[Records from a collection]
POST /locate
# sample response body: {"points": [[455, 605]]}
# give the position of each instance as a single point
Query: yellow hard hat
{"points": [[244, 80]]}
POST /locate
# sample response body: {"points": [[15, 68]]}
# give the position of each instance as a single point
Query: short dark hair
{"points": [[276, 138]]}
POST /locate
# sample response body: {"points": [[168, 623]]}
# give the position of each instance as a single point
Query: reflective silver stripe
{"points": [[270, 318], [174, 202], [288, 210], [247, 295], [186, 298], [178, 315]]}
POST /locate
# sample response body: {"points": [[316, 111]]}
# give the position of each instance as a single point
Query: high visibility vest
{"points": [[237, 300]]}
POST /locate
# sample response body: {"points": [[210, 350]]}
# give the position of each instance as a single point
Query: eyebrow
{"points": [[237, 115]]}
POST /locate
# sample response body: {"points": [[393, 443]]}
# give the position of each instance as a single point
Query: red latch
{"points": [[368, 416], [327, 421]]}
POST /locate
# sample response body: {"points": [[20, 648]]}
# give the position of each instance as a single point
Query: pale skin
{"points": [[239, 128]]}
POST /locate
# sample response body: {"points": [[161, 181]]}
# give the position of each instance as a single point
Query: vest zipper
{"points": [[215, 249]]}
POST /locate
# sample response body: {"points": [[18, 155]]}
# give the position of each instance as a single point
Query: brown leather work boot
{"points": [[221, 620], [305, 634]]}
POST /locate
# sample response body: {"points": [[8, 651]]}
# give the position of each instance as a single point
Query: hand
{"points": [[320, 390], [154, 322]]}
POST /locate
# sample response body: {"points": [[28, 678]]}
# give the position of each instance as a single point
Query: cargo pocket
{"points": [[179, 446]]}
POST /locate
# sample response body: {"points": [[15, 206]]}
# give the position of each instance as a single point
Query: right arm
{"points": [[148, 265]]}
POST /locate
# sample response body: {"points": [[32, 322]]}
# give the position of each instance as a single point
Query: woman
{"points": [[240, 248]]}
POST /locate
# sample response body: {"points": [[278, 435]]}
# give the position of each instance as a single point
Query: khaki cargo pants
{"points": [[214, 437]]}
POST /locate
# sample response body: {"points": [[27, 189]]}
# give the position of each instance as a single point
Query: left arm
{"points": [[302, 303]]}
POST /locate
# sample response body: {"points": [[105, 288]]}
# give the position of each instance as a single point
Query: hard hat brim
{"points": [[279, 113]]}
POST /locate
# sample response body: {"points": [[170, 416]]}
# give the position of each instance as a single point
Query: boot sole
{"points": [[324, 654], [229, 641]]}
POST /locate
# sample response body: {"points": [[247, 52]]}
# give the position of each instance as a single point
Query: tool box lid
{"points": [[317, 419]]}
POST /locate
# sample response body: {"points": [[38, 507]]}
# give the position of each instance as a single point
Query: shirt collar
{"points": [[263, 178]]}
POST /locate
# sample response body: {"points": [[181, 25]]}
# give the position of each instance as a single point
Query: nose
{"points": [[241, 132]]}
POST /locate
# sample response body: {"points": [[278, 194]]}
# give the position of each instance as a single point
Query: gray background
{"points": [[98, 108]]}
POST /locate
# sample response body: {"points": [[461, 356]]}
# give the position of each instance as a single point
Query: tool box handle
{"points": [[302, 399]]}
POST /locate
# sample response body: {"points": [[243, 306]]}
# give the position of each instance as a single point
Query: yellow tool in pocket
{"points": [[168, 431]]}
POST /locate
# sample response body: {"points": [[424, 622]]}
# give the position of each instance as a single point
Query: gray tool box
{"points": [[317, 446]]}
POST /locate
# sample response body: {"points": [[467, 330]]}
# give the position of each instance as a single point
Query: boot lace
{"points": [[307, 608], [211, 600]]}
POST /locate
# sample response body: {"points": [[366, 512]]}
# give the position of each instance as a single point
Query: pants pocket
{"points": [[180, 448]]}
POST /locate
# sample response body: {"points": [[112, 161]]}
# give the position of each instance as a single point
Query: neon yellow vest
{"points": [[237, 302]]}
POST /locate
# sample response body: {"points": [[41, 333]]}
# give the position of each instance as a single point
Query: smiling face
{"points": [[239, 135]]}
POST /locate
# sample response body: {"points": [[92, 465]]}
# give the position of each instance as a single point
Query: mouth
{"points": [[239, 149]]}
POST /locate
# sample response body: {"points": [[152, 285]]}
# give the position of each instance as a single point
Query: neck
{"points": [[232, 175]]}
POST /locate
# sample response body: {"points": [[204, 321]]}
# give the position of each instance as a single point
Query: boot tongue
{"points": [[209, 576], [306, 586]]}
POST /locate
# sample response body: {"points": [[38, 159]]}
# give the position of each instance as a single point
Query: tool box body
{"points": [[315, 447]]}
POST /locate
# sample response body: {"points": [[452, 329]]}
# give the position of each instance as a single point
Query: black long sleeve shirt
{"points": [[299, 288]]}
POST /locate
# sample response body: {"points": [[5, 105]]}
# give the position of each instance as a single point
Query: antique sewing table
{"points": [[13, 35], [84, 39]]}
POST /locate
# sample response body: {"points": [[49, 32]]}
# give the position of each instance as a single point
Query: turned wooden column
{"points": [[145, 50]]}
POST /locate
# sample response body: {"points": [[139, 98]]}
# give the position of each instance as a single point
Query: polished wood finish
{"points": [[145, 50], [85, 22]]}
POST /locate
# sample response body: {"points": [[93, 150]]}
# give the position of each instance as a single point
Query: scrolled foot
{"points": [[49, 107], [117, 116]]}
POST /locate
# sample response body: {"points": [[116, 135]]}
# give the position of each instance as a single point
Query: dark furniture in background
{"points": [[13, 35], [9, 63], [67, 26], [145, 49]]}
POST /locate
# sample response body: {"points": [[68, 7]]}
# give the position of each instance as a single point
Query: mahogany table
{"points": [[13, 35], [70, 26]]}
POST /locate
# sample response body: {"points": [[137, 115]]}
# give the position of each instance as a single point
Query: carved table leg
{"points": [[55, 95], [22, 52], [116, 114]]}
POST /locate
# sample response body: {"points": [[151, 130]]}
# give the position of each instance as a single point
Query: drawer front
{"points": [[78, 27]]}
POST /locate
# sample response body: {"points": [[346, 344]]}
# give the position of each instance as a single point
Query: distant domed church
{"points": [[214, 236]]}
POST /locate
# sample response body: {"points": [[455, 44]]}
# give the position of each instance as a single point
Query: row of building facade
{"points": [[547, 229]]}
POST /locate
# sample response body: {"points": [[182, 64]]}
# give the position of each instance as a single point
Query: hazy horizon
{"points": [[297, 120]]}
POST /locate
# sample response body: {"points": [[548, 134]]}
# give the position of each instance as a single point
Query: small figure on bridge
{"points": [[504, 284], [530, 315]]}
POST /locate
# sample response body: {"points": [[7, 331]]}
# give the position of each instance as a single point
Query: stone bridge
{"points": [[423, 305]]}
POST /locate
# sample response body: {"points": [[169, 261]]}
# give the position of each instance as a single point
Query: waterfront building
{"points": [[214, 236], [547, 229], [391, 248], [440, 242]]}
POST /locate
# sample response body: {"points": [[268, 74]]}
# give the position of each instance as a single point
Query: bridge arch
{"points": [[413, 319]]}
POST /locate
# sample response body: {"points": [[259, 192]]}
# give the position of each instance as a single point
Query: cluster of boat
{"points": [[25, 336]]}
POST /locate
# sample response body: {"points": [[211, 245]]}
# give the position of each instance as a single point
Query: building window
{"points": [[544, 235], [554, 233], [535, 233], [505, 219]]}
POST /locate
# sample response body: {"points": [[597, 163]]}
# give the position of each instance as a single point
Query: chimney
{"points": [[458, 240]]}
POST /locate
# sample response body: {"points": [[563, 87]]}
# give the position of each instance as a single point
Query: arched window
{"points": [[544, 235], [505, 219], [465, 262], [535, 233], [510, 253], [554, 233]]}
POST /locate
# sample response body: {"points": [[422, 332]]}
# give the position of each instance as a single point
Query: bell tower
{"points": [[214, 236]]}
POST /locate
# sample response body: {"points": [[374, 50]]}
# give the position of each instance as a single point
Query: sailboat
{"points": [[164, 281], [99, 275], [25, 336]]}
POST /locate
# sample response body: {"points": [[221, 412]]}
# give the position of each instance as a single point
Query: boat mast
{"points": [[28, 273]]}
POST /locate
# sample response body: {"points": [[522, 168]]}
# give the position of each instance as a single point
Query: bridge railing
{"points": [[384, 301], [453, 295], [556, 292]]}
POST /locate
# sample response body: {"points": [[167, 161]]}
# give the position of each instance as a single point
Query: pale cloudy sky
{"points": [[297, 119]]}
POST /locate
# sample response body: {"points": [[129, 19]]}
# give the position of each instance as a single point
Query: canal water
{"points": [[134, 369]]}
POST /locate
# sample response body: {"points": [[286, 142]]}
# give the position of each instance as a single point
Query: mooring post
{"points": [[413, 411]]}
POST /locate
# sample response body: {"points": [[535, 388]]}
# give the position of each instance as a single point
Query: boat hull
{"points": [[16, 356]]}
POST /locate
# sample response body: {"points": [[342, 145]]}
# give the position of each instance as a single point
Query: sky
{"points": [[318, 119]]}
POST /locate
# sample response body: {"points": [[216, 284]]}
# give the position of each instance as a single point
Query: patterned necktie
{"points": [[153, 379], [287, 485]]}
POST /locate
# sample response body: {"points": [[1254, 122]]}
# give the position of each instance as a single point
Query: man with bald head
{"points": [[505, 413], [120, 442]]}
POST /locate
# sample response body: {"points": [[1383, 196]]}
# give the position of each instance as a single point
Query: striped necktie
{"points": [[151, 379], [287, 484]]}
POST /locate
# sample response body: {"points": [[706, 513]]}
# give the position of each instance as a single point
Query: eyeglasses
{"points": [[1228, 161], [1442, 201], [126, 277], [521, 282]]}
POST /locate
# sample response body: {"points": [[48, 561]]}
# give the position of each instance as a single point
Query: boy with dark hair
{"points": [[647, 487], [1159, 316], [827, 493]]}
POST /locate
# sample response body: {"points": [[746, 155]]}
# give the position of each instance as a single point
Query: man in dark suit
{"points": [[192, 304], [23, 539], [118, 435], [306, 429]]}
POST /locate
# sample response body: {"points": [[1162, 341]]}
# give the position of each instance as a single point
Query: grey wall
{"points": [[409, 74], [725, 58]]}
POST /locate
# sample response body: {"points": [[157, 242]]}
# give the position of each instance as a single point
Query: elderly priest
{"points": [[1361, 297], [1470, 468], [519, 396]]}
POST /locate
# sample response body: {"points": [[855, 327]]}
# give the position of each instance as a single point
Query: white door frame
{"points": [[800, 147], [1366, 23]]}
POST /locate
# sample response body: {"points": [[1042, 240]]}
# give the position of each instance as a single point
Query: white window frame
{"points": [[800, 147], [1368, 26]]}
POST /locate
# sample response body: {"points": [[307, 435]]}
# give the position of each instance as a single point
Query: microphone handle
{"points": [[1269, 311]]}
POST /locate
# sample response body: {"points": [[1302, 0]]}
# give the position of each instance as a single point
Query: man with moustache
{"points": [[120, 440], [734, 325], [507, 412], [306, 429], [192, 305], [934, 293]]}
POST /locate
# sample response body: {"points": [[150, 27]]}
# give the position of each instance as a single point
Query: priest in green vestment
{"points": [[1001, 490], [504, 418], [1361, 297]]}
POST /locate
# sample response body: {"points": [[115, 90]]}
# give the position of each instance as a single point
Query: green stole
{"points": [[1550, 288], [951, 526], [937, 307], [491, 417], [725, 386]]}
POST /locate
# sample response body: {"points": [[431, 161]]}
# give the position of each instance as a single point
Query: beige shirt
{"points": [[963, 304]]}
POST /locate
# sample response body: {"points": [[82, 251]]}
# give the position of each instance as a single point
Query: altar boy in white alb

Required task — Pull out every line of the records that contains the string "with", and copy each one.

Response for this exercise —
Query: man with bald head
Query: boy with dark hair
Query: man with moustache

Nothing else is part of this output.